■ Extract provided ■
###

Credentials and the resolver chain

roksbnkctl handles four kinds of secrets: an IBM Cloud API key, a kubeconfig, an SSH private key, and the Terraform state file. Each has a different threat model, a different lookup chain, and a different rule for “what’s safe to commit to a workspace”.

This chapter is the user-facing distillation of PRD 04 — credential propagation. PRD 04 is the design surface for developers extending the credential system; this chapter is the operational surface for users who need to know “where does my key live, and how does the tool find it”.

The four secrets in scope

Credential	Used by	Resolved from
IBMCLOUD_API_KEY	`ibmcloud` CLI, terraform’s IBM provider, IBM SDK calls	Env → OS keychain → workspace `api_key_b64` → prompt
kubeconfig	`kubectl`/`oc` passthroughs, `roksbnkctl k get/apply/...`, terraform’s k8s + helm providers	`KUBECONFIG` env → `~/.kube/config` (kubectl-style)
SSH private key	The SSH client backing `--on` and the `ssh:<target>` execution backend	Per-target: file path, ssh-agent, or `tf-output:<name>`
Terraform state	The `terraform-exec` calls inside `roksbnkctl up`/`apply`/`destroy`	Workspace `state/terraform.tfstate` (filesystem only)

Each has its own discovery rules. Walk them in turn.

The IBMCLOUD_API_KEY resolver chain

The single most-used credential. Resolved by internal/cred/resolver.go (extracted this sprint from the formerly scattered logic in internal/config/secrets.go). The resolver walks four sources in order:

1. Environment variables (process-scoped, never persisted)
2. OS keychain (per-user, system-managed)
3. Workspace config api_key_b64 (per-workspace, base64 obfuscation)

###

■ Information provided ■

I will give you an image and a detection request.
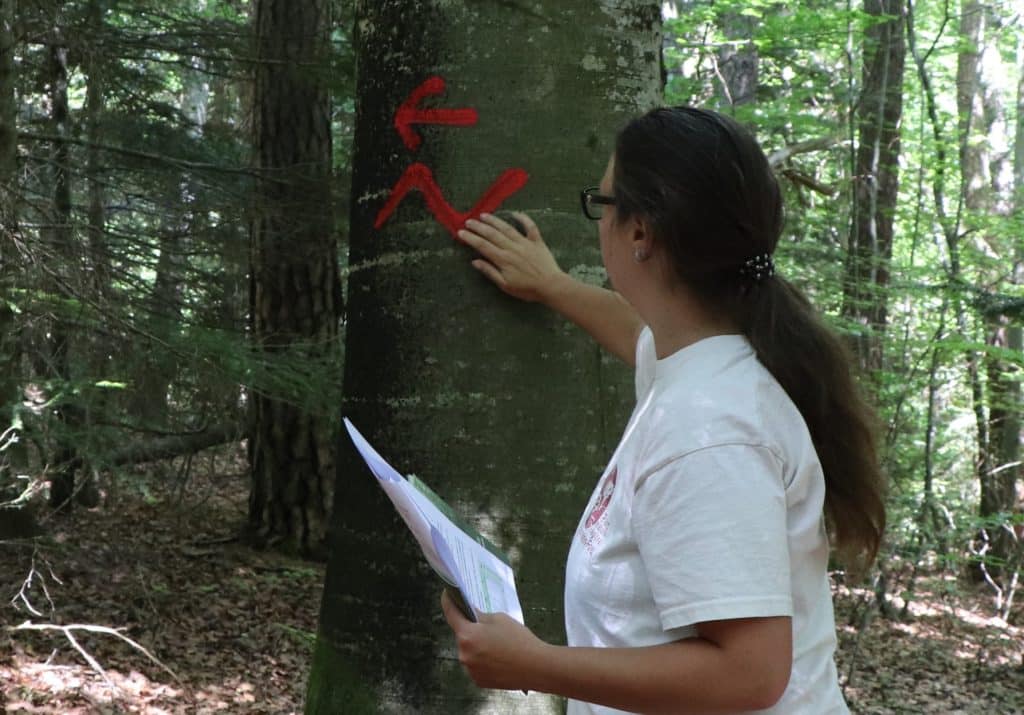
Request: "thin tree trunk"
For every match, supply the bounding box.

###

Pick up the roksbnkctl credentials page at its last line and continue writing it from there.

4. Interactive prompt (TTY-only)

The first source that yields a non-empty value wins. The chain stops there — the key isn’t re-fetched from a “more authoritative” source on subsequent calls.

Source 1 — Environment

The resolver checks these env vars in order, returning the first non-empty value:

IBMCLOUD_API_KEY            # canonical
IC_API_KEY                  # short alias
TF_VAR_ibmcloud_api_key     # terraform passthrough form
TF_VAR_IBMCLOUD_API_KEY     # uppercase variant some pipelines use
TF_VAR_IC_API_KEY           # uppercase variant of the short alias

Env vars are first because they’re the most explicit path — if you’ve gone to the trouble of setting one, you’ve made a deliberate choice. Pre-existing CI pipelines, automation scripts, and direnv setups all live here. The resolver respects that ordering even when a keychain entry also exists.

Source 2 — OS keychain

roksbnkctl stores per-workspace API keys in the OS-native keychain via github.com/zalando/go-keyring:

OS	Backend
macOS	Keychain (`security` framework)
Linux (with libsecret)	GNOME Keyring / KWallet via Secret Service API
Windows	Credential Manager
Linux (no libsecret)	Falls back to source 3 (config base64)

Entries are namespaced under service roksbnkctl, with user <workspace>/ibmcloud_api_key:

# What `roksbnkctl init` writes (no-op shown for clarity)
$ keyring set roksbnkctl dev/ibmcloud_api_key

This is the recommended secure default. The OS handles process isolation; roksbnkctl only sees the value during the brief window between fetch and use.

Source 3 — Workspace `api_key_b64`

A base64-encoded blob in ~/.roksbnkctl/<workspace>/config.yaml:

ibmcloud:
  api_key_b64: ZW5jb2RlZC1hcGkta2V5LXZhbHVl

Important framing: base64 is obfuscation, not encryption. Anyone with read access to the file can decode it instantly:

echo -n "ZW5jb2RlZC1hcGkta2V5LXZhbHVl" | base64 -d
# → encoded-api-key-value

The encoding exists for two reasons:

Visual. A glancing cat config.yaml doesn’t surface the literal API key.
Format. API keys can contain = and other YAML-special characters that complicate inline storage. Base64 normalises them.

api_key_b64 is the fallback when the OS keychain isn’t available — most commonly WSL2 without libsecret, headless Linux servers, and CI runners where bringing up a keychain daemon is more friction than it’s worth. Treat the file like a plaintext credential: chmod 0600, never commit, never share.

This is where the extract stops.